What to work on - Filter the data below so that only the lines containing the string "query" remain, and treat the match as case-sensitive.

(Recorded data)
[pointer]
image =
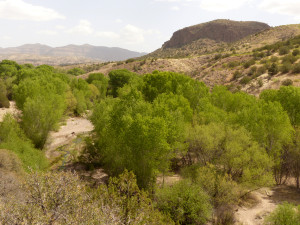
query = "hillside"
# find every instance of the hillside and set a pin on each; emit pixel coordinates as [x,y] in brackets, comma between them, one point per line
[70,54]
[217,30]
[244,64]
==
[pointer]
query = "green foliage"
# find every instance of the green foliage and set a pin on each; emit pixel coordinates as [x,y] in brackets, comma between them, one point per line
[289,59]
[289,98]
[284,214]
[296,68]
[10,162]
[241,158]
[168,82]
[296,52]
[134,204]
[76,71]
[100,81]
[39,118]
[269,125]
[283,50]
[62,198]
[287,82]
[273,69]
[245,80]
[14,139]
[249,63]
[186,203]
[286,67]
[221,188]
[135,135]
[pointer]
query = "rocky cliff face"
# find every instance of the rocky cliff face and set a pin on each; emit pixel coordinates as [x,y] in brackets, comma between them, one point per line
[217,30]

Reply to the task -
query = "hillside"
query = "green foliage"
query = "rocky cliff face"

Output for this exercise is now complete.